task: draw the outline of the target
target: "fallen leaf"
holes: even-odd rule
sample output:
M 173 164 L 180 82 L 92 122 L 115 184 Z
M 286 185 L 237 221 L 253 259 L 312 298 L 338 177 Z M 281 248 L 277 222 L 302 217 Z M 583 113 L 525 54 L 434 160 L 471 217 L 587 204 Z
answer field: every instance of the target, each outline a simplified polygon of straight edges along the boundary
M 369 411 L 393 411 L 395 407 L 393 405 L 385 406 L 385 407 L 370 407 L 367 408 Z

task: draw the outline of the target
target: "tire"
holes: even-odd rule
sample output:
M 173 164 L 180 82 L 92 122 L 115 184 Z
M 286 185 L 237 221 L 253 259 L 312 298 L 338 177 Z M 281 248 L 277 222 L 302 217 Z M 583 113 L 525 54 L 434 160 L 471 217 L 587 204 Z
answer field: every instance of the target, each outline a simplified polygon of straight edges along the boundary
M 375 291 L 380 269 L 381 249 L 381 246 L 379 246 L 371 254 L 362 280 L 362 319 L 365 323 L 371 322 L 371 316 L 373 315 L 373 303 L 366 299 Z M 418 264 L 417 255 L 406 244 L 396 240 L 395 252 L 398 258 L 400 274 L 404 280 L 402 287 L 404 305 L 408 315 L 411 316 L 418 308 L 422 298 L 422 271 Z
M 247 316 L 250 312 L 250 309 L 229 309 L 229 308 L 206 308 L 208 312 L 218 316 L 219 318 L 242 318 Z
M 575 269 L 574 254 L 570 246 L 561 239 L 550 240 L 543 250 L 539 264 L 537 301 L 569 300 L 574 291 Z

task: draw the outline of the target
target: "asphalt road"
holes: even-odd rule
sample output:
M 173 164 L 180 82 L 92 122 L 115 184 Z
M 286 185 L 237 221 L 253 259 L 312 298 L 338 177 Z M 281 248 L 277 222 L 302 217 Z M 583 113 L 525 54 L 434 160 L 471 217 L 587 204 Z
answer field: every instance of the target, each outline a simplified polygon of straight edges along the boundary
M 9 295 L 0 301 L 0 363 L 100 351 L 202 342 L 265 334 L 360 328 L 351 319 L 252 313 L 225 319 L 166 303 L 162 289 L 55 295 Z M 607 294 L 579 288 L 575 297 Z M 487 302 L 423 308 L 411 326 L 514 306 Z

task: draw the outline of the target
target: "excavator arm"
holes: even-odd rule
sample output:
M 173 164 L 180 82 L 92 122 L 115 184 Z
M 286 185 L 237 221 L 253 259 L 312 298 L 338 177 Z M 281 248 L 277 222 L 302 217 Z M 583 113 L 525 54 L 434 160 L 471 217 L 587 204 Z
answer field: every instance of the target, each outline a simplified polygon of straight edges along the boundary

▶ _STATED TASK_: Rewrite the entries from the first line through the line containing "M 369 411 L", changing "outline" to "contour" and leaving everything else as it is.

▶ _RESPONSE TO THIS TASK_:
task: draw the contour of the target
target: "fallen leaf"
holes: even-odd rule
sample output:
M 173 164 L 180 82 L 92 122 L 115 184 Z
M 286 185 L 237 221 L 253 259 L 312 298 L 338 177 Z M 281 248 L 277 222 L 302 217 Z M 583 113 L 525 54 L 434 160 L 471 217 L 587 204 Z
answer field: every instance of the target, each contour a simplified polygon of straight edges along the boundary
M 369 411 L 393 411 L 395 407 L 393 405 L 385 406 L 385 407 L 370 407 L 367 408 Z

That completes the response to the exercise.